Thanks for indulging me this little folksy parallel. I hope you find it beneficial.    

I’m Concerned

I’m concerned about people not going back to church because of CoVid-19. Certainly, some elderly and infirmed rightfully remain at home during this crisis. But way too many people who can and should be in church services aren’t.

Here is why this concerns me:

  • You can’t easily make up lost ground. Our spiritual health is inextricably connected to our involvement in the local church. When one steps aside from church for a period of time, we should expect spiritual health to be hindered and perhaps halted. And when they come back to church, the gaps may remain. While the church continues to move forward, these individuals atrophy; and then they feel disconnected.  
  • Our lack of participation harms others. Our unique gifts and talents are necessary parts of our local church body. Using the physical body analogy, if one of our organs stops functioning, more than just that organ is impacted; the entire body suffers! So it is with our part in the Church. 
  • We are creatures of habit. If we stay out of church long enough, staying out will become the norm. For some Christians, church attendance is no longer even a consideration. 
  • Children may suffer the most. Consider this: for a five year-old, CoVid-19 has impacted 20% of their life. And because of their youth, they may not be able to remember life before CoVid! If the family of this child chooses to stop attending church, this child may have no recollection of actually attending church. The child is robbed of the rich experience of church involvement. 
  • People are increasingly defensive. I hardly see a mention by pastors encouraging people to attend church without pushback. I’ve seen good, compassionate pastors be accused of guilt-tripping and condemning those who choose to stay home. In many cases, overly defensive people know they are guilty and don’t like to be reminded. 
  • Churches are suffering. Because some stay home, don’t give, have stopped serving and have disconnected from their church family, many churches are having a hard time surviving. Some experts predict a 20% loss of churches in America. Some who would like to return to church may have no church available to them in the future. 

I understand that we can worship at home. Church attendance is not a requirement to be a Christian. But if we become accustomed to staying at home to the point that we lose interest in the house of God, we are in serious danger.

I am concerned. Please, unless your health is jeopardized, return to church!

* _QUESTIONS TO ANSWER_
1. In the piece on church attendance, what share of a five-year-old's life has CoVid-19 affected?
2. Copy everything in the church attendance piece word for word, from "Here is why" down to "in the Church.".

* _ENTRIES SHOWN_

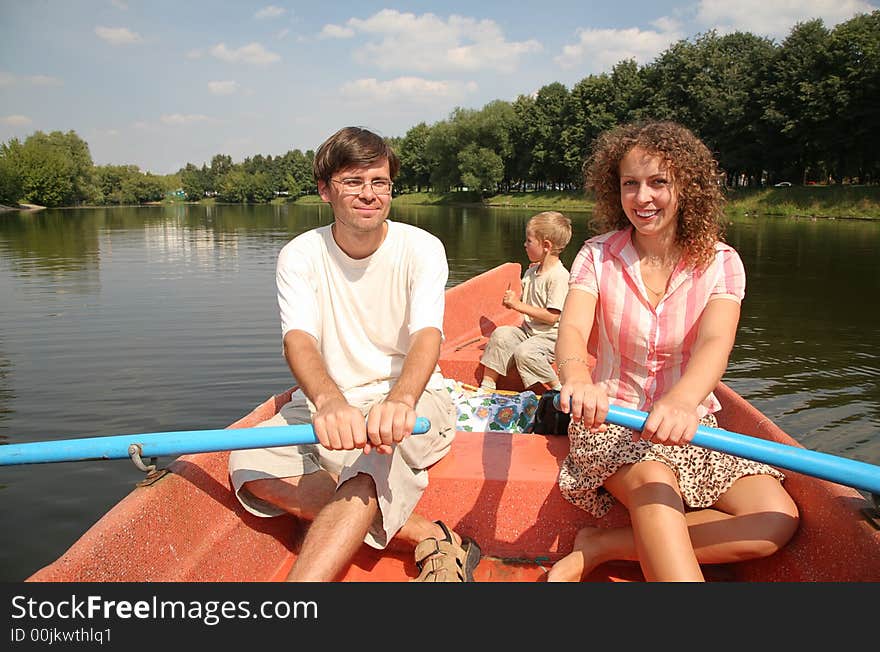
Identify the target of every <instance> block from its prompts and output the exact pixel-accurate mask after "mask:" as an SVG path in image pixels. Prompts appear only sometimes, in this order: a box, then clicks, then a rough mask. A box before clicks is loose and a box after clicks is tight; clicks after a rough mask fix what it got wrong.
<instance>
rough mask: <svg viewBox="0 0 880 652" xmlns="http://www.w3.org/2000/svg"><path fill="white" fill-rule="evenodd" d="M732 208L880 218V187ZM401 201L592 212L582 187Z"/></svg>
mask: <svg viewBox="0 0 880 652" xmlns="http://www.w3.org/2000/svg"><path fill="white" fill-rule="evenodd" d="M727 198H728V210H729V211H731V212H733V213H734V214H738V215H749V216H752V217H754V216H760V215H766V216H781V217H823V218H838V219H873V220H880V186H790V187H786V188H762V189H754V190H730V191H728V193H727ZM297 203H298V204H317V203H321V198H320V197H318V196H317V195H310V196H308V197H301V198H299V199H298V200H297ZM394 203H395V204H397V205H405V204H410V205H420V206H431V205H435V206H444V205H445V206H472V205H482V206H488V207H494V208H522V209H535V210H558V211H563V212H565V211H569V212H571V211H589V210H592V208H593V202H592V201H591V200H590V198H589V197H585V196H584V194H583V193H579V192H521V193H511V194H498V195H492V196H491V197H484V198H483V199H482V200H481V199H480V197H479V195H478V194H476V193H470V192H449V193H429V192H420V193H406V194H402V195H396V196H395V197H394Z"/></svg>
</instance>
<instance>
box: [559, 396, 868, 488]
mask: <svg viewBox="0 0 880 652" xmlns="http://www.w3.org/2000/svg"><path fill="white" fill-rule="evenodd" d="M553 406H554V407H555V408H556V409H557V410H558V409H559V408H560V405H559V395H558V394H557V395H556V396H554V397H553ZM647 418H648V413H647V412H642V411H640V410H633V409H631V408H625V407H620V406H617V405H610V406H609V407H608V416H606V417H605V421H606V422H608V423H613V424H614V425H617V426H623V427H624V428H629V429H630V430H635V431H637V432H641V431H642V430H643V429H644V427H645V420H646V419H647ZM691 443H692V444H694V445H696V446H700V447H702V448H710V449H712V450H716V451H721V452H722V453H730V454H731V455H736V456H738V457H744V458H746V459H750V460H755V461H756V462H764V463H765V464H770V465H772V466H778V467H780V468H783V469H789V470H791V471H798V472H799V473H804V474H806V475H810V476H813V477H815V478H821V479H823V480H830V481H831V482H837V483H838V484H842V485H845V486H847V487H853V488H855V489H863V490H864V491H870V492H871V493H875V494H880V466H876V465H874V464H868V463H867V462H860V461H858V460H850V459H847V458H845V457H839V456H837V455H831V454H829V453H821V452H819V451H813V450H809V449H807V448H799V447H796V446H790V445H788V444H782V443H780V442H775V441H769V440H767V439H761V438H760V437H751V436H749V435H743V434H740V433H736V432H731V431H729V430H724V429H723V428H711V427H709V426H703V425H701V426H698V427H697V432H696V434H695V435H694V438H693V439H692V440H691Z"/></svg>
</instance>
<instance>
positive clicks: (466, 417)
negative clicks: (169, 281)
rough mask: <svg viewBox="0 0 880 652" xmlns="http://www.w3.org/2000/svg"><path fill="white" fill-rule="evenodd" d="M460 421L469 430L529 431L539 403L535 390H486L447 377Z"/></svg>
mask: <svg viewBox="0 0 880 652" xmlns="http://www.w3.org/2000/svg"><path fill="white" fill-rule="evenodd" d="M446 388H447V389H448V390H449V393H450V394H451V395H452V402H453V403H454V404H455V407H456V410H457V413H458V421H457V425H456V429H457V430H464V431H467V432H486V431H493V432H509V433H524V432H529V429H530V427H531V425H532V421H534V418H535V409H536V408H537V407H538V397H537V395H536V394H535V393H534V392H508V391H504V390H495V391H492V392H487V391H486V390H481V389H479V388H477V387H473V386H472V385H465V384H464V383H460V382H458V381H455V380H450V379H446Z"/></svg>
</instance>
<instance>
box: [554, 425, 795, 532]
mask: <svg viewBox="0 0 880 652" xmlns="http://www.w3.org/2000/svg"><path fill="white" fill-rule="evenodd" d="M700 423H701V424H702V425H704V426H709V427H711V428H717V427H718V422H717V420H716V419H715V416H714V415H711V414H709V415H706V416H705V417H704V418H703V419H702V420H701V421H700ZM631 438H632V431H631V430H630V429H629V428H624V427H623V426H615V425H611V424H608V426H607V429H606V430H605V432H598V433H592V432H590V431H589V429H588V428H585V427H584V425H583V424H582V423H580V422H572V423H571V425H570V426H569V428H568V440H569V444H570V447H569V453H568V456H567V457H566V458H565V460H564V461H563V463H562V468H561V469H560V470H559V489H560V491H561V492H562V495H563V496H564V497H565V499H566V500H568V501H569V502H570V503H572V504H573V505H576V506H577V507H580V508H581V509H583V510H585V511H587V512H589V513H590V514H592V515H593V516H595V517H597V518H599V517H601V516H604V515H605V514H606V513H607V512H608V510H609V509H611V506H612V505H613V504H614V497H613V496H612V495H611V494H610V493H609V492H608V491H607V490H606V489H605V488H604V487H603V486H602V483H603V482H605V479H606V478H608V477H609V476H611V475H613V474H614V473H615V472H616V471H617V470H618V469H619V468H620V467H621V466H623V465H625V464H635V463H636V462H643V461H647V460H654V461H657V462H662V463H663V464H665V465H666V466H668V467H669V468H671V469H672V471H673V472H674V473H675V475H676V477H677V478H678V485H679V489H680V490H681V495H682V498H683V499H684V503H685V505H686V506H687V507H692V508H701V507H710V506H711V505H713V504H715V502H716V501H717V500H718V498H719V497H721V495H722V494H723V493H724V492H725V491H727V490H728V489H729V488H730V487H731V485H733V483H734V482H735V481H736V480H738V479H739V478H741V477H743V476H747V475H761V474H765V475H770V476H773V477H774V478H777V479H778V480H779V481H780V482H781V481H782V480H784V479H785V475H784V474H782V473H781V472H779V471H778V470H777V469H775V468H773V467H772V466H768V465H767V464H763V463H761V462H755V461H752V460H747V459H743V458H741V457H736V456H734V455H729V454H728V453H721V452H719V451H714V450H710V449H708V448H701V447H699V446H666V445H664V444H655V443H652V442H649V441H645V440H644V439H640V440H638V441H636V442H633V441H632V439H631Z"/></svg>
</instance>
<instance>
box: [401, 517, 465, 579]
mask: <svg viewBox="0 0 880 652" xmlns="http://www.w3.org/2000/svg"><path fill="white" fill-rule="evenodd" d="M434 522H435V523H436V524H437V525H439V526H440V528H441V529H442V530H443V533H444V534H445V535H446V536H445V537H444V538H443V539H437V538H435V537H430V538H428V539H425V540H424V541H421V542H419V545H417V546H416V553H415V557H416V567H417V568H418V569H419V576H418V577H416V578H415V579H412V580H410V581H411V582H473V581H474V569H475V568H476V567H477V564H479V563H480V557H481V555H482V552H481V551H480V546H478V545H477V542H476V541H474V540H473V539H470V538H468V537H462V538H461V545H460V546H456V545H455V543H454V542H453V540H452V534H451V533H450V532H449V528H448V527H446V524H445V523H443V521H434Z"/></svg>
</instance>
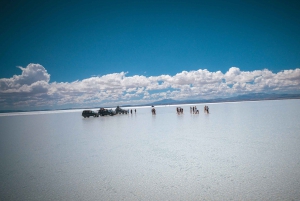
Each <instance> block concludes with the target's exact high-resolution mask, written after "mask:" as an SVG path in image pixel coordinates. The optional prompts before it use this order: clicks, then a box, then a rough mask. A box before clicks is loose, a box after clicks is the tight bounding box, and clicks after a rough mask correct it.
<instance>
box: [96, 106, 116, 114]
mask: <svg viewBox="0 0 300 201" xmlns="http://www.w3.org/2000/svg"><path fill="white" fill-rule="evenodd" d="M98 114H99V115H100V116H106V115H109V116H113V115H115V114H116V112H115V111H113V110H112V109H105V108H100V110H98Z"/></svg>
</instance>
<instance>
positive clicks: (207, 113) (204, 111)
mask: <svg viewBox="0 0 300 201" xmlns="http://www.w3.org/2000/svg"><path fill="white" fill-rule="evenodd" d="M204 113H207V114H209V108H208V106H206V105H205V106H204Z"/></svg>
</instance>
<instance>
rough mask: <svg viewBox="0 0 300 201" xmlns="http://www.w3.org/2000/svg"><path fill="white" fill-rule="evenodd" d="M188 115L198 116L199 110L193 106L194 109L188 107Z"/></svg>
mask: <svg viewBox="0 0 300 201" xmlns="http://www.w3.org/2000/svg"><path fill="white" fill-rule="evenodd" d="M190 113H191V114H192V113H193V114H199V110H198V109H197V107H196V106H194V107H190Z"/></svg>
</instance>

* _NUMBERED RESPONSES_
1. 20% of their life.

2.
Here is why this concerns me:

  • You can’t easily make up lost ground. Our spiritual health is inextricably connected to our involvement in the local church. When one steps aside from church for a period of time, we should expect spiritual health to be hindered and perhaps halted. And when they come back to church, the gaps may remain. While the church continues to move forward, these individuals atrophy; and then they feel disconnected.  
  • Our lack of participation harms others. Our unique gifts and talents are necessary parts of our local church body. Using the physical body analogy, if one of our organs stops functioning, more than just that organ is impacted; the entire body suffers! So it is with our part in the Church.